Spatial localization data:

>>>

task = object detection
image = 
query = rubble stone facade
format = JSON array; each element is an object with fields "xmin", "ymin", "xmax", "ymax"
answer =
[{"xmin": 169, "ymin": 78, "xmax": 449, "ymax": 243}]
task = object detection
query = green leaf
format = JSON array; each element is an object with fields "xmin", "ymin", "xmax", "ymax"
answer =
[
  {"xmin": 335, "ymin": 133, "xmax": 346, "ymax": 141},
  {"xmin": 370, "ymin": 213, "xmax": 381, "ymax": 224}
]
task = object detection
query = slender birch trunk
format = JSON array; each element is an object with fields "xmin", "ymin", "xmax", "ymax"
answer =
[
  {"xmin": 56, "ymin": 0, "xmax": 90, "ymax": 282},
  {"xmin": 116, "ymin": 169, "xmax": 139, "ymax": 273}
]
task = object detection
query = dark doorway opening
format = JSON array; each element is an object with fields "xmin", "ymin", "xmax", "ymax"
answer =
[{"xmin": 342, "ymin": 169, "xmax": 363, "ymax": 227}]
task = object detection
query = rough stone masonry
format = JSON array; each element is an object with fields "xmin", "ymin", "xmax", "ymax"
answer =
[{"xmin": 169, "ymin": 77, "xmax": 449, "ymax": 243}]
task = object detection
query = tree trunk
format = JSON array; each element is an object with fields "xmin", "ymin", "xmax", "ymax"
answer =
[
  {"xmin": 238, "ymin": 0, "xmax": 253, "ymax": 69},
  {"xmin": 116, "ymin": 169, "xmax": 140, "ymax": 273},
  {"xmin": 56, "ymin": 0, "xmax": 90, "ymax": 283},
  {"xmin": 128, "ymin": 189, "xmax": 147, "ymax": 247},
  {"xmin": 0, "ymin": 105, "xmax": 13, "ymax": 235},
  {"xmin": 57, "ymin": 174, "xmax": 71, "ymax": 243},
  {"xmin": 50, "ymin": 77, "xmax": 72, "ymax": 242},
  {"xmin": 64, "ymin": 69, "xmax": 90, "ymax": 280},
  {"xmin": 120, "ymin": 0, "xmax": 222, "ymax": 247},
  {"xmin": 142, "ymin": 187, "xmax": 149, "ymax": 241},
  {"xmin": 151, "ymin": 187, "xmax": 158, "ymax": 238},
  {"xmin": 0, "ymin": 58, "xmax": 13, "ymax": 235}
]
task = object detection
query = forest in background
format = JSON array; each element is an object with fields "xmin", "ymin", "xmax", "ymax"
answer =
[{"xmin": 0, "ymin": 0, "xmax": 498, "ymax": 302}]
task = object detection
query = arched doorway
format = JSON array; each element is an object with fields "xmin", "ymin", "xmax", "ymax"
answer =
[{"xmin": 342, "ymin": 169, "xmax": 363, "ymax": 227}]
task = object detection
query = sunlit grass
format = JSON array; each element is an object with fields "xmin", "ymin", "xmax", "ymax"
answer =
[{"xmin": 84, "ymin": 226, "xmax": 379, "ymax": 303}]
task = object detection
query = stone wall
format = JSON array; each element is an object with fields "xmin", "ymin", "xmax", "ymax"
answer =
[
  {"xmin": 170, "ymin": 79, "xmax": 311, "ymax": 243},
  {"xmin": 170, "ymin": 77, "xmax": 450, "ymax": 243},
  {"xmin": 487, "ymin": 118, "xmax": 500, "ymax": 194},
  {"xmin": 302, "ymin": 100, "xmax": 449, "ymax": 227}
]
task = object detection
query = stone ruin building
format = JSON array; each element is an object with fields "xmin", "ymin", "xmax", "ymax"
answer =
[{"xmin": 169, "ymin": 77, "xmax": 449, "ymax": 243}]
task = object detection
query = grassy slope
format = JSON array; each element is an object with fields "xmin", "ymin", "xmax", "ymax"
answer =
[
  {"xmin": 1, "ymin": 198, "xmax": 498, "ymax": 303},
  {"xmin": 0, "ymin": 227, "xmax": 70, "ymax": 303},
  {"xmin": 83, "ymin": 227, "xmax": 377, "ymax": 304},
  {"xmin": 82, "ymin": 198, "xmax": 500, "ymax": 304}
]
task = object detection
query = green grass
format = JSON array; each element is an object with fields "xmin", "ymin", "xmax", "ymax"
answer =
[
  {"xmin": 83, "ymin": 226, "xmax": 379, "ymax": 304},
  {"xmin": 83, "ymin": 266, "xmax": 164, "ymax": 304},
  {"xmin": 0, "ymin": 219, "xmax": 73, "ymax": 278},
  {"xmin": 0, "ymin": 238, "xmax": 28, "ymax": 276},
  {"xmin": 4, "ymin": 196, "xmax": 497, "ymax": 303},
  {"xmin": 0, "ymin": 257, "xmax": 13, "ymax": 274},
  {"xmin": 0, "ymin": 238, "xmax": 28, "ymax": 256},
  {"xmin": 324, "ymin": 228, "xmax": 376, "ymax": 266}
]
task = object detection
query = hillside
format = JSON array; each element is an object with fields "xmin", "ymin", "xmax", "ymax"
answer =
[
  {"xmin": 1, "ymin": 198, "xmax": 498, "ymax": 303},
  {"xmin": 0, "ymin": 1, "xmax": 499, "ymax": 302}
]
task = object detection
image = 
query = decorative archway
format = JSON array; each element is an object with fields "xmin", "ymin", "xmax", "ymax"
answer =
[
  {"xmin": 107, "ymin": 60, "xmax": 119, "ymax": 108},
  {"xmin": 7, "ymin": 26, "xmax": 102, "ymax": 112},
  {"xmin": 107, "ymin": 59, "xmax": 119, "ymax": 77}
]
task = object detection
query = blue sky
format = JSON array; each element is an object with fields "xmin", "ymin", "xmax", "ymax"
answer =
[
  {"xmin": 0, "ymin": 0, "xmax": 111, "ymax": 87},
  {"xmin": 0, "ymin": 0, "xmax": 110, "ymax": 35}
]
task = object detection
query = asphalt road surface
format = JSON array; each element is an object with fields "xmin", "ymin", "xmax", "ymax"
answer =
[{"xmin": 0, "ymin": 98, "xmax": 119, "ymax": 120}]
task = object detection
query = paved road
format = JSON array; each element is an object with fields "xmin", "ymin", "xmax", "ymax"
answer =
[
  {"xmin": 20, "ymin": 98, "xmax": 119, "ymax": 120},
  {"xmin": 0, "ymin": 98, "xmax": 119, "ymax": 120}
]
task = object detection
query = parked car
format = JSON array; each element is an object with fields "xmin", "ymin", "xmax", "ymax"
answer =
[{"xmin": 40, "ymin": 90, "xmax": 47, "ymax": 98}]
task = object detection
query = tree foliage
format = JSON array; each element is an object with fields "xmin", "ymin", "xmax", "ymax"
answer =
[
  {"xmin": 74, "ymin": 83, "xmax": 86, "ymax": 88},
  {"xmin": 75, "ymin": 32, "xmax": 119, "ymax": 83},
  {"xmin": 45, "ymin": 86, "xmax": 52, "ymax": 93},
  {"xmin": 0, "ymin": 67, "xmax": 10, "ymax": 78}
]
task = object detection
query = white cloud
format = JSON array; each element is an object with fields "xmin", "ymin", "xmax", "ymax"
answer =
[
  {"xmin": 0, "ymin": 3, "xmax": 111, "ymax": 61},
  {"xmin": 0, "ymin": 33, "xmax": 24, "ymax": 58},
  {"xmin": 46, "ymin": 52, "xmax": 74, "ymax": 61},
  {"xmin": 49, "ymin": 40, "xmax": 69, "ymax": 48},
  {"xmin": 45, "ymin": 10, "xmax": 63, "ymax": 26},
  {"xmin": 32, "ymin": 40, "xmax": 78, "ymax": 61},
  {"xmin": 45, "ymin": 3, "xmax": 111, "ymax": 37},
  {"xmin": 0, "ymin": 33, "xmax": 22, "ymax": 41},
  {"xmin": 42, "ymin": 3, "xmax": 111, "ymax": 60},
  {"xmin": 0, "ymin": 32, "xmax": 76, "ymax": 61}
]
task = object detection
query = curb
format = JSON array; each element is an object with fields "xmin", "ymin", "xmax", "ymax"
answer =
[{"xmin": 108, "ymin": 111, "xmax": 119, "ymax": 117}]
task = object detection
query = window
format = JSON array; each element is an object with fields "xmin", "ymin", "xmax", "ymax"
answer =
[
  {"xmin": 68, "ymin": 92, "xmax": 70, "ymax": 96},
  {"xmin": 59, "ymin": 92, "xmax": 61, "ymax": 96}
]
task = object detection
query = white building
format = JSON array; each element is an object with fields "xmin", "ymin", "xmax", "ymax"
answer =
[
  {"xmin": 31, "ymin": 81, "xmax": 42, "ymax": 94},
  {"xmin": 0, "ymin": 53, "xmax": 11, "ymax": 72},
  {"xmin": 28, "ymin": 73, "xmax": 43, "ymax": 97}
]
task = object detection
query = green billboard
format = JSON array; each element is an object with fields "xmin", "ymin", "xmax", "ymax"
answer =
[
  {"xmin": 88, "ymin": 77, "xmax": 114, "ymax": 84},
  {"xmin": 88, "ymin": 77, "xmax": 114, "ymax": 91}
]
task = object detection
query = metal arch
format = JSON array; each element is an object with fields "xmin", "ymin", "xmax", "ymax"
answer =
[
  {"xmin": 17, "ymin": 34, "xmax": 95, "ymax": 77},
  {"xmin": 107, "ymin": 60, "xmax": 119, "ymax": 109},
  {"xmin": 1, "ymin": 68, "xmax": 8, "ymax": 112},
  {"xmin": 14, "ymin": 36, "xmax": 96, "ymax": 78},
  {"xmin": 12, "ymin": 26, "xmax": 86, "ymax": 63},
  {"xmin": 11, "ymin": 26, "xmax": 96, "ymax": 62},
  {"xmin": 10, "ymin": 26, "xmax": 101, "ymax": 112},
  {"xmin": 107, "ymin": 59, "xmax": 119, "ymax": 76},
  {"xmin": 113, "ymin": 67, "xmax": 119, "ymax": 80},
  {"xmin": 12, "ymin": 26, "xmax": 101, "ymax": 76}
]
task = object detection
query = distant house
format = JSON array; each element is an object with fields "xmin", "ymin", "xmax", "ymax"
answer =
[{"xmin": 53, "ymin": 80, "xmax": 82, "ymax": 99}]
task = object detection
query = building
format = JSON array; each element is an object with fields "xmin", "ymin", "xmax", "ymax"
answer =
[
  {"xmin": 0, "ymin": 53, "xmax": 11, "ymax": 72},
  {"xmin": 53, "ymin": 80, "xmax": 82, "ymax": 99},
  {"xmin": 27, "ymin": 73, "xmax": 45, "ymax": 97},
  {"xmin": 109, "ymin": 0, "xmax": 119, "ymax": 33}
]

<<<

Retrieve each line from the records above where the word "building" occurs.

query = stone ruin building
query = white building
query = building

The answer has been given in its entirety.